**AIM**
Reproduce the material in full, exactly as written.

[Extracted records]

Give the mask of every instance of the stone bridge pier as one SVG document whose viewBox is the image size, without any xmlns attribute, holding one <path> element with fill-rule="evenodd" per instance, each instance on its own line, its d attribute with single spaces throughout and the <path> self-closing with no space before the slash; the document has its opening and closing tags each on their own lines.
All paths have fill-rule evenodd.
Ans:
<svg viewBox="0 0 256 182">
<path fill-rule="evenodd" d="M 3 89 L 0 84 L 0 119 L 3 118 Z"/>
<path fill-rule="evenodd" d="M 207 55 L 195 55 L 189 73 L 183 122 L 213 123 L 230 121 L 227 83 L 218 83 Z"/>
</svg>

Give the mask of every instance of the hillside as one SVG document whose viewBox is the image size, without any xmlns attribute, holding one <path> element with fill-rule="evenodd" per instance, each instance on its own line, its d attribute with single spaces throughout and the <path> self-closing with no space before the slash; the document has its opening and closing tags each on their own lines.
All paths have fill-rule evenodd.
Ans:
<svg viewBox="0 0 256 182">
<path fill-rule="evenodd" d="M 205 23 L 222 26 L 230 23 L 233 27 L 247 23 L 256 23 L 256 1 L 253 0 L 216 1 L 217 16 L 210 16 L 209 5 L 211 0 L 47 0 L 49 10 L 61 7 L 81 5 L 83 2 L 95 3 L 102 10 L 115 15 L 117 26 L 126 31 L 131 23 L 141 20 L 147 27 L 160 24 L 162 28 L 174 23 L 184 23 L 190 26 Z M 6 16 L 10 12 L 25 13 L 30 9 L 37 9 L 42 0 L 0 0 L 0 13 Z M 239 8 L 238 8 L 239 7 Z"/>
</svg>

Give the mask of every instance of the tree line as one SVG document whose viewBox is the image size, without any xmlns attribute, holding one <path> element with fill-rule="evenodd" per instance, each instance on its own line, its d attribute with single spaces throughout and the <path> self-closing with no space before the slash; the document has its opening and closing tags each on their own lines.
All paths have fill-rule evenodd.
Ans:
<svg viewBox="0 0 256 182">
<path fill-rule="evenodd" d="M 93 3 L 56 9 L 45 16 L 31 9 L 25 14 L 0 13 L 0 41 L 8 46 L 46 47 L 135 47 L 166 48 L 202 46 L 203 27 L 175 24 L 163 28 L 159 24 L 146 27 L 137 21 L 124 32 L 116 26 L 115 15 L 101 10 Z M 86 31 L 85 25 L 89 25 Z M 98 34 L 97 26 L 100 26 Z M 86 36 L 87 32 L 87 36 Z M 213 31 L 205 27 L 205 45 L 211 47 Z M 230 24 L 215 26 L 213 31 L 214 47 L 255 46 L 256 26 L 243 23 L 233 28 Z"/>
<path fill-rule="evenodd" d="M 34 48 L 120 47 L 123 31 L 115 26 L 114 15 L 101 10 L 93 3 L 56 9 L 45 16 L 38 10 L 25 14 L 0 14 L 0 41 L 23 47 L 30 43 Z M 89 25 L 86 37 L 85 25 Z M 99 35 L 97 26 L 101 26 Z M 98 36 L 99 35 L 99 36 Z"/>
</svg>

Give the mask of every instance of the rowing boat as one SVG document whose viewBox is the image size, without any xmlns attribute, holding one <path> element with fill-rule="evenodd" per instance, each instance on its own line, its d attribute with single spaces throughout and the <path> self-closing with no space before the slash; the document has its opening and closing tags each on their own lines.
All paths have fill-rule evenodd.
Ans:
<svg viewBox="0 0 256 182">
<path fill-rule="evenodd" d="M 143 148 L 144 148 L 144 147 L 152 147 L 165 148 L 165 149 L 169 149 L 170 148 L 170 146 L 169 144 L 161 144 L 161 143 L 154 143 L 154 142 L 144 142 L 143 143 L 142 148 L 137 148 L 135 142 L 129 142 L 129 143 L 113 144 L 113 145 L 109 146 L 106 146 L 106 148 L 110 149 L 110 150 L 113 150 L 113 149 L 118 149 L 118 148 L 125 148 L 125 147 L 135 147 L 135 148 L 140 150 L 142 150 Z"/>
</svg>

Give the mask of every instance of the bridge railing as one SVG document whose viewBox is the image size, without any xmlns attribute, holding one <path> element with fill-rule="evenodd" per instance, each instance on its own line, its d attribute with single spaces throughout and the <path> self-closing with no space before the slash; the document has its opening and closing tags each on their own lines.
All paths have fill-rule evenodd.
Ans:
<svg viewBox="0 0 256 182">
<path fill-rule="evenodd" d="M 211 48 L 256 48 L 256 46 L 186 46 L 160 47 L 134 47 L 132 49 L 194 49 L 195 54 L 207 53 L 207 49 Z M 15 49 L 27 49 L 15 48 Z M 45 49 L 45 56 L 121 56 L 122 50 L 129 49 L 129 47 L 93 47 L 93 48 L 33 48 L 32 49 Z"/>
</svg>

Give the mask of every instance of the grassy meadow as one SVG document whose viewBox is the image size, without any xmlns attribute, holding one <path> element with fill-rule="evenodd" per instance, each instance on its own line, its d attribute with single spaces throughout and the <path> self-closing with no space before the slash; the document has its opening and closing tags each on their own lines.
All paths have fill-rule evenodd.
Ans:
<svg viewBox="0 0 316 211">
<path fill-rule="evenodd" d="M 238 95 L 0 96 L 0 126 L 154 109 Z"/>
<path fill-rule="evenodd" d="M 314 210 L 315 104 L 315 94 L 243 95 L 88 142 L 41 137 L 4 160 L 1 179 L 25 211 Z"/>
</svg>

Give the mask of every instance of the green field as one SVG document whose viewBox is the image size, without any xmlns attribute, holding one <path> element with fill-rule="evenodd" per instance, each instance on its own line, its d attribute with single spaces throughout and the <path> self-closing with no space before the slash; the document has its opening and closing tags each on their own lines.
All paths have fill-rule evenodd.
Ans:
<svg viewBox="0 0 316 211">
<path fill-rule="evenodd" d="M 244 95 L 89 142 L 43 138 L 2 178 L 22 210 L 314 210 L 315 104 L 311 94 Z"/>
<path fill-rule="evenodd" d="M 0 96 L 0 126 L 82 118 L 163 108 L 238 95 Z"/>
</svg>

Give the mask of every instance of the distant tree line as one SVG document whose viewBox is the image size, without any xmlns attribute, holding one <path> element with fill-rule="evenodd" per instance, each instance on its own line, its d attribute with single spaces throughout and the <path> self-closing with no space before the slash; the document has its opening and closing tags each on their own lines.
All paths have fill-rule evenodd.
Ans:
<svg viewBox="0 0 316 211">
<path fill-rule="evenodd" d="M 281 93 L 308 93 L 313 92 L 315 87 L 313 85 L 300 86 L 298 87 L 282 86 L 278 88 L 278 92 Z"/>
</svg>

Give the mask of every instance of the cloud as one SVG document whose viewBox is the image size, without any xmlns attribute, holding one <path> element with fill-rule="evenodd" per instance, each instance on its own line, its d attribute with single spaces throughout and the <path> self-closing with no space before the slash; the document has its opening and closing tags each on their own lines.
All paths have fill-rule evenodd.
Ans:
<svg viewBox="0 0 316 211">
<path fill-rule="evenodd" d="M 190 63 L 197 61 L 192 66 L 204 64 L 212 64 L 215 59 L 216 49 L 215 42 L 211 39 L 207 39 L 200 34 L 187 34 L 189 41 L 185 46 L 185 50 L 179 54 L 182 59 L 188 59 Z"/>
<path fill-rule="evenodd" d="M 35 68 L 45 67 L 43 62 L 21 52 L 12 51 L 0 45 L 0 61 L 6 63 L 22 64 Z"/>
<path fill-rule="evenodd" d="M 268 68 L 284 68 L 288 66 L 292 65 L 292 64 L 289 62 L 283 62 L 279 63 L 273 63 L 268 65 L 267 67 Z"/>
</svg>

**REPLY**
Give the mask of every instance of the stone bridge pier as one SVG document whose viewBox is the image size, without any xmlns attribute, holding one <path> element with fill-rule="evenodd" per instance, each instance on its own line, its d attribute with single spaces throughout and the <path> self-closing with no space before the slash; the document has its opening and closing tags each on their own lines.
All paths have fill-rule evenodd.
Ans:
<svg viewBox="0 0 256 182">
<path fill-rule="evenodd" d="M 3 89 L 0 84 L 0 119 L 3 118 Z"/>
<path fill-rule="evenodd" d="M 207 55 L 195 55 L 189 73 L 183 122 L 213 123 L 230 121 L 227 83 L 218 83 Z"/>
</svg>

Give the mask of every instance of the hillside as one SVG document whose viewBox is the image size, without any xmlns attribute, holding one <path> element with fill-rule="evenodd" per instance, each instance on its own line, its d attribute with single spaces throughout and the <path> self-closing with no space before the slash; the document has its opening and closing tags each on their own lines.
All paths have fill-rule evenodd.
Ans:
<svg viewBox="0 0 256 182">
<path fill-rule="evenodd" d="M 205 23 L 222 26 L 230 23 L 233 27 L 247 23 L 256 23 L 256 1 L 253 0 L 216 1 L 217 16 L 210 16 L 209 5 L 211 0 L 47 0 L 49 10 L 61 7 L 81 5 L 83 2 L 95 3 L 102 10 L 115 15 L 117 26 L 126 31 L 131 23 L 141 20 L 147 27 L 160 24 L 162 28 L 174 23 L 184 23 L 190 26 Z M 6 16 L 10 12 L 25 13 L 30 9 L 37 9 L 42 0 L 0 0 L 0 13 Z M 239 8 L 238 8 L 239 7 Z"/>
</svg>

Give the mask of every instance of the tree line as one SVG document whose viewBox is the image size, without any xmlns attribute, holding one <path> element with fill-rule="evenodd" per instance, each instance on its own line, its d attribute with single spaces throughout and the <path> self-closing with no space before the slash; the document has its opening and closing tags each on their own lines.
All paths have fill-rule evenodd.
Ans:
<svg viewBox="0 0 256 182">
<path fill-rule="evenodd" d="M 93 3 L 56 9 L 45 16 L 31 9 L 25 14 L 0 13 L 0 41 L 8 46 L 46 47 L 135 47 L 166 48 L 202 46 L 203 27 L 175 24 L 163 28 L 159 24 L 146 27 L 137 21 L 124 32 L 116 26 L 115 15 L 101 10 Z M 86 31 L 85 25 L 89 25 Z M 98 34 L 97 26 L 100 26 Z M 86 36 L 87 32 L 87 36 Z M 213 31 L 205 27 L 205 45 L 211 47 Z M 230 24 L 215 26 L 213 31 L 214 47 L 255 46 L 256 26 L 243 23 L 233 28 Z"/>
<path fill-rule="evenodd" d="M 34 48 L 120 47 L 123 31 L 115 26 L 114 15 L 101 10 L 93 3 L 56 9 L 45 16 L 38 10 L 25 14 L 0 14 L 0 41 L 23 47 L 30 43 Z M 89 25 L 86 37 L 85 25 Z M 99 35 L 97 26 L 101 26 Z M 98 36 L 99 35 L 99 36 Z"/>
</svg>

Give the mask of every instance of the rowing boat as one SVG document whose viewBox is the image size, without any xmlns attribute, holding one <path> element with fill-rule="evenodd" per instance, each instance on its own line, its d attribute with single spaces throughout and the <path> self-closing with no space before the slash; the document has its opening and closing tags each on their own lines.
All paths have fill-rule evenodd.
Ans:
<svg viewBox="0 0 256 182">
<path fill-rule="evenodd" d="M 143 148 L 144 148 L 144 147 L 152 147 L 165 148 L 165 149 L 169 149 L 170 148 L 170 146 L 169 144 L 161 144 L 161 143 L 154 143 L 154 142 L 144 142 L 143 143 L 142 148 L 137 148 L 135 142 L 129 142 L 129 143 L 113 144 L 113 145 L 109 146 L 106 146 L 106 148 L 110 149 L 110 150 L 113 150 L 113 149 L 118 149 L 118 148 L 125 148 L 125 147 L 135 147 L 135 148 L 140 150 L 142 150 Z"/>
</svg>

Give the mask of every instance of the bridge railing as one SVG document whose viewBox is the image size, without any xmlns attribute, holding one <path> element with fill-rule="evenodd" per instance, each instance on its own line, its d attribute with single spaces throughout and the <path> self-closing with no space before the slash; the document has its opening and closing tags each on their own lines.
All paths have fill-rule evenodd.
Ans:
<svg viewBox="0 0 256 182">
<path fill-rule="evenodd" d="M 211 48 L 256 48 L 256 46 L 186 46 L 160 47 L 134 47 L 132 49 L 194 49 L 195 54 L 207 53 L 207 49 Z M 15 49 L 27 49 L 15 48 Z M 45 49 L 45 56 L 121 56 L 122 50 L 129 49 L 129 47 L 93 47 L 93 48 L 33 48 L 32 49 Z"/>
</svg>

Give the mask of every instance of the grassy meadow as one SVG document whose viewBox is the image size, without any xmlns attribute, holding one <path> element with fill-rule="evenodd" per instance, each instance on its own line, its d attribute with single spaces throughout and the <path> self-closing with no space before the slash; the document has its opening and closing tags each on their own lines.
All paths have fill-rule evenodd.
Ans:
<svg viewBox="0 0 316 211">
<path fill-rule="evenodd" d="M 238 95 L 0 96 L 0 126 L 154 109 Z"/>
<path fill-rule="evenodd" d="M 314 210 L 315 104 L 315 94 L 243 95 L 88 142 L 41 137 L 4 160 L 1 179 L 25 211 Z"/>
</svg>

Give the mask of every instance of the green field as one SVG document whose viewBox is the image size, without any xmlns attribute, holding one <path> element with fill-rule="evenodd" per instance, each instance on its own line, its d attribute with single spaces throughout and the <path> self-closing with no space before the slash; the document has its opening and closing tags each on their own lines.
All paths have fill-rule evenodd.
Ans:
<svg viewBox="0 0 316 211">
<path fill-rule="evenodd" d="M 244 95 L 89 142 L 43 138 L 2 178 L 22 210 L 314 210 L 315 104 L 311 94 Z"/>
<path fill-rule="evenodd" d="M 0 96 L 0 126 L 82 118 L 163 108 L 238 95 Z"/>
</svg>

Give the mask of every instance of the distant tree line as one SVG document whose viewBox is the image size, without any xmlns attribute, holding one <path> element with fill-rule="evenodd" per instance, each instance on its own line, its d attribute with single spaces throughout and the <path> self-closing with no space before the slash; the document has its opening and closing tags each on their own lines.
All paths have fill-rule evenodd.
Ans:
<svg viewBox="0 0 316 211">
<path fill-rule="evenodd" d="M 281 93 L 308 93 L 313 92 L 315 87 L 313 85 L 300 86 L 298 87 L 282 86 L 278 88 L 278 92 Z"/>
</svg>

Give the mask of every instance of the cloud as one SVG document whose viewBox is the image size, without any xmlns attribute, holding one <path> element with fill-rule="evenodd" per instance, each instance on its own line, its d attribute with single spaces throughout and the <path> self-closing with no space before the slash; the document has its opening and closing tags each on their own lines.
All paths have fill-rule evenodd.
Ans:
<svg viewBox="0 0 316 211">
<path fill-rule="evenodd" d="M 190 63 L 197 61 L 192 66 L 204 64 L 212 64 L 215 59 L 216 49 L 215 42 L 211 39 L 207 39 L 200 34 L 187 34 L 189 41 L 185 46 L 185 50 L 179 54 L 182 59 L 188 59 Z"/>
<path fill-rule="evenodd" d="M 35 68 L 45 67 L 43 62 L 21 52 L 12 51 L 0 45 L 0 61 L 6 63 L 22 64 Z"/>
<path fill-rule="evenodd" d="M 268 68 L 284 68 L 288 66 L 292 65 L 292 64 L 289 62 L 283 62 L 279 63 L 273 63 L 268 65 L 267 67 Z"/>
</svg>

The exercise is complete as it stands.